▶ _WORK INSTRUCTIONS_
**1)** From the spring lawn and garden tips, list every benefit that the tip about mulch gives for applying it.
**2)** Pick up the spring lawn and garden tips after their last sentence and write the next part.

6. Now is also a good time to apply some pre-emergent weed control, which acts as a barrier against weed seedlings. You should do this before applying organic fertilizer and continue to do so through the summer.
7. Regardless of whether you use organic or chemical fertilizers, you should also apply mulch in any flower beds and around trees to help them retain moisture during the early spring months. It also helps to decrease the temperature of plant roots and insulates them should there be an unexpected freeze during the spring. On a visual level, it adds a neat look and separates the bed or tree from the landscape without requiring bricks or rocks. Never apply more than 3 inches of mulch.
8. Before you start mowing the lawn, be sure to sharpen the blades. You can have a professional do this or complete it as a DIY project. If you pursue it as a project, remove the spark plug and then take the blades off. You want to be sure and cut the grass, not tear it. Tearing grass can brown the blades and promote fungus growth.

▶ _STORED DATA_
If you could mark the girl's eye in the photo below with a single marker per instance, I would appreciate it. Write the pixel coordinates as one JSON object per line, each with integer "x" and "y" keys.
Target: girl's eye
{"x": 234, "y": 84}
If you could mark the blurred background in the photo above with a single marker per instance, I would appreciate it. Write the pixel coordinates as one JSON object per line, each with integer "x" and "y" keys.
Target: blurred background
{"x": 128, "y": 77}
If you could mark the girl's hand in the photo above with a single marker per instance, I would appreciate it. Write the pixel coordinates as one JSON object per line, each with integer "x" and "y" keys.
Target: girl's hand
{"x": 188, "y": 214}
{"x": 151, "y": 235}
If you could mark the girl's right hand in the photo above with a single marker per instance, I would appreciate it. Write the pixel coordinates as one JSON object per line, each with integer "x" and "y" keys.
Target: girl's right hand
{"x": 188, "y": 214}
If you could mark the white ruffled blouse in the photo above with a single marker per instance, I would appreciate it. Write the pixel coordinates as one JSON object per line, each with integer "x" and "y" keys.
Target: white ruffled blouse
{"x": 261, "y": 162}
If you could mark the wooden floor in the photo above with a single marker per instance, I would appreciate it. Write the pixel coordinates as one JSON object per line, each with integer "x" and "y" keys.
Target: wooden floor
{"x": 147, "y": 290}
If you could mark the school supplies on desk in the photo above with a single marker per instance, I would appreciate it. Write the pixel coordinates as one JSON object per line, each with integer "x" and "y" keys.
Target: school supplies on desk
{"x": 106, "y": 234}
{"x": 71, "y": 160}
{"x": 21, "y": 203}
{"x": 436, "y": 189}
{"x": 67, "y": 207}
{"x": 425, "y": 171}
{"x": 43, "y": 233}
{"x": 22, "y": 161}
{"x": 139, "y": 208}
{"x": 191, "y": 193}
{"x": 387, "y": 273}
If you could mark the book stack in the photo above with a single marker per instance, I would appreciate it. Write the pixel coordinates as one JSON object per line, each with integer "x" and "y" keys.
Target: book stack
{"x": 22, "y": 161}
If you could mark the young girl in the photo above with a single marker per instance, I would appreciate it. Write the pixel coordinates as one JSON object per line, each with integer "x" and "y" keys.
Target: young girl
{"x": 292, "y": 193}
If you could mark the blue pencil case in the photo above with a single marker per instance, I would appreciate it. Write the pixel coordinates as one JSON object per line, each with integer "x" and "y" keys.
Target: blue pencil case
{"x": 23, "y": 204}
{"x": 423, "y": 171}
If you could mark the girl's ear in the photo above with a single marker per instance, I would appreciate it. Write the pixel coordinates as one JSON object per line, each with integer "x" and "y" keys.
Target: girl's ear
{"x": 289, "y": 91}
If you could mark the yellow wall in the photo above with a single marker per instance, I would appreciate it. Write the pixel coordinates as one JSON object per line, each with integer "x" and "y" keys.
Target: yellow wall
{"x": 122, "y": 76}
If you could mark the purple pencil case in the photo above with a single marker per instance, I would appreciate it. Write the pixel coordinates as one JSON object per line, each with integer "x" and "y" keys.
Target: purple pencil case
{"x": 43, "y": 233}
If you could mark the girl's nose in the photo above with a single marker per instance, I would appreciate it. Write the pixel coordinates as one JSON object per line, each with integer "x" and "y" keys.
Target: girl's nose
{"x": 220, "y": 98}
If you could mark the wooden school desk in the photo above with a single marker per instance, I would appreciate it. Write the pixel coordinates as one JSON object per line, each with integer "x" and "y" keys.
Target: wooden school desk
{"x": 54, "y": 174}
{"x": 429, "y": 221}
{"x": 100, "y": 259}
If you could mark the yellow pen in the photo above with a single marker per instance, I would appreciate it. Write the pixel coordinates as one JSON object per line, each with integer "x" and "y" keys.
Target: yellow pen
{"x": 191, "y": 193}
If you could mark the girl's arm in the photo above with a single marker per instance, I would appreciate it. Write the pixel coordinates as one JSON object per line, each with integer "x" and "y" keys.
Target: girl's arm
---
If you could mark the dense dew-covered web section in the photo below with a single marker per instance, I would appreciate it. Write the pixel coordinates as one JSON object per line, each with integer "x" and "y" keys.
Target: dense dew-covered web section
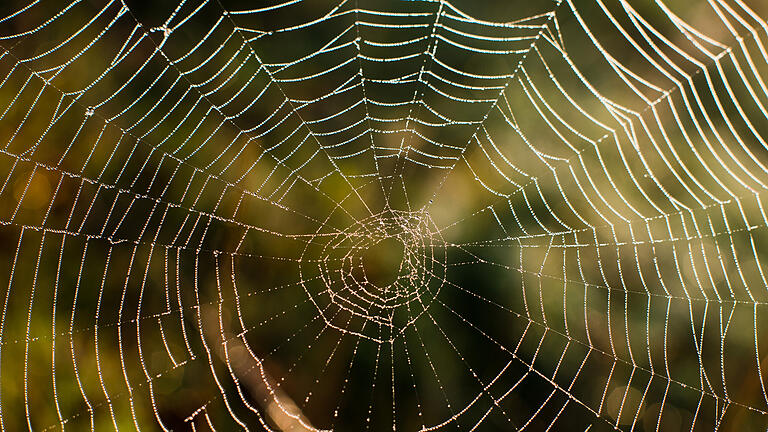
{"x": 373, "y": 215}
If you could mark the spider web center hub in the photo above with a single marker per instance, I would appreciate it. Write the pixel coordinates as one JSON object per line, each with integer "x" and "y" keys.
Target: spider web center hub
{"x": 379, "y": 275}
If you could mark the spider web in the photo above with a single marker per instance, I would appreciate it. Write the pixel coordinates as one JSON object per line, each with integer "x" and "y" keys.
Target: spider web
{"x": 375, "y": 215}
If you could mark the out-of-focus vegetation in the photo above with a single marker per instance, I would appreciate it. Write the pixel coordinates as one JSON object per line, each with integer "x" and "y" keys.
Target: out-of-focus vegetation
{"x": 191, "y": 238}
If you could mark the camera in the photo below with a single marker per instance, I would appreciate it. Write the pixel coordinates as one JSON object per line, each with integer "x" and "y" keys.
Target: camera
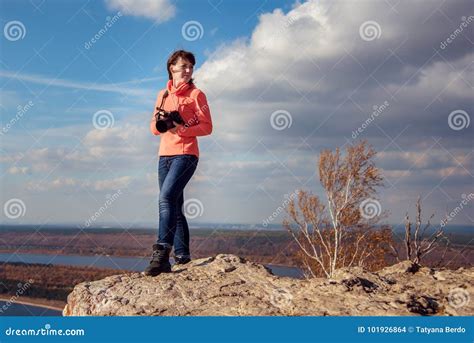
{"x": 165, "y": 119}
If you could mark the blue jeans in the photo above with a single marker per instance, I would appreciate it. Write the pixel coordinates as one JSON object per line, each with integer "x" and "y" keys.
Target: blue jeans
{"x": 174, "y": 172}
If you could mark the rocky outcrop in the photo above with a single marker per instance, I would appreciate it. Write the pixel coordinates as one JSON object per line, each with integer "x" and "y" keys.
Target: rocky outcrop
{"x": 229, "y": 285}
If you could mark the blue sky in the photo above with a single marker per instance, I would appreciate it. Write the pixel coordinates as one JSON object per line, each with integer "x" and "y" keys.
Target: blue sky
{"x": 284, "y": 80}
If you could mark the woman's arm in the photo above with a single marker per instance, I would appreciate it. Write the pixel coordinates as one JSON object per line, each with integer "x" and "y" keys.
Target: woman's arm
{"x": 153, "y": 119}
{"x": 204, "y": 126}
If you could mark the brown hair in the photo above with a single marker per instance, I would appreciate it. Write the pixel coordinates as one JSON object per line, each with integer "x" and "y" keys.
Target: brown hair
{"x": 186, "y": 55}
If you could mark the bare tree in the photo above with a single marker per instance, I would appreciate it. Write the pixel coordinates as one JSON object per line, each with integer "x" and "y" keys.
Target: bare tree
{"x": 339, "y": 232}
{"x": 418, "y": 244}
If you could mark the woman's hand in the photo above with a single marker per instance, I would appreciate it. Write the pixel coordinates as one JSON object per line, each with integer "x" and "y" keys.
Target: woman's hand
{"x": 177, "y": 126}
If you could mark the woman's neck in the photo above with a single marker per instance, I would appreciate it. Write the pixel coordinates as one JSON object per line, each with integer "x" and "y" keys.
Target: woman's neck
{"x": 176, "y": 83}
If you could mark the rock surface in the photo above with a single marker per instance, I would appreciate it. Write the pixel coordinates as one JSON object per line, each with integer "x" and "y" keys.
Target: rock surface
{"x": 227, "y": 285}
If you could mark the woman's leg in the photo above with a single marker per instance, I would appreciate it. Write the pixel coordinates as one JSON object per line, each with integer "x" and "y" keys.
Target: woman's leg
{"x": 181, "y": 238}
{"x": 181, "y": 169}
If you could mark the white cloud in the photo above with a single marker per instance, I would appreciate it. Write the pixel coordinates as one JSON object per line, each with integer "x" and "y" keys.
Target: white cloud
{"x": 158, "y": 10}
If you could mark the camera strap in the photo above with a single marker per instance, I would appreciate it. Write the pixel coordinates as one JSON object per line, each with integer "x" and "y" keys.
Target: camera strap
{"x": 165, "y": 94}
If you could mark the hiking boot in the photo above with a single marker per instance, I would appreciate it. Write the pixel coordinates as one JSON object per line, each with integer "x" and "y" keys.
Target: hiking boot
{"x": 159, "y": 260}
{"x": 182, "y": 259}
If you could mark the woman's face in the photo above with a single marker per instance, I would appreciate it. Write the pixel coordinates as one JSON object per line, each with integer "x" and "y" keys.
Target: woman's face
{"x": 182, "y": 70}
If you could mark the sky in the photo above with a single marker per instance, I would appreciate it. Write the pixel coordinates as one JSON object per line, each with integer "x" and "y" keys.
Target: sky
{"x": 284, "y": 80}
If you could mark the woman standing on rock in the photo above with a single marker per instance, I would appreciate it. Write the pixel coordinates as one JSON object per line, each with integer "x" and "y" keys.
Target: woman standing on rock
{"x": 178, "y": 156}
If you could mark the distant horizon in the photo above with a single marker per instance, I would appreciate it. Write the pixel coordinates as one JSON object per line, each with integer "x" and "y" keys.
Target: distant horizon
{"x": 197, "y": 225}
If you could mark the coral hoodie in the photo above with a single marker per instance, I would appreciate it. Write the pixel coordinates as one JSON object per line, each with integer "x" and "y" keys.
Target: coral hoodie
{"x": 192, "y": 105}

▶ _TASK RESPONSES_
**1)**
- It helps flower beds and trees retain moisture during the early spring months.
- It decreases the temperature of plant roots.
- It insulates roots if there is an unexpected freeze during the spring.
- It adds a neat look.
- It separates the bed or tree from the landscape without requiring bricks or rocks.

**2)**
9. If you have a sprinkler system, now is the time to start inspecting it for any damages and hire a professional to perform repairs. This is also the time to have the system reactivated, which costs between $50 and $100.
10. Now that you’ve performed all the maintenance, repairs and other preparatory measures, think about plants. You’ll want to think about species that are compatible with heat and drought, depending on your environment. If you have perennials that are overgrown in one area, now is a good time to transplant them. The possibilities are nearly endless — it just depends on your budget and time.
If you are planning to sell your home this spring, here are more tips on front yard landscaping for the spring real estate market from Quicken Loans. Just be sure you keep your landscape in top shape, regardless of who it’s for. It saves you money in the short- and long-term, and it looks good too!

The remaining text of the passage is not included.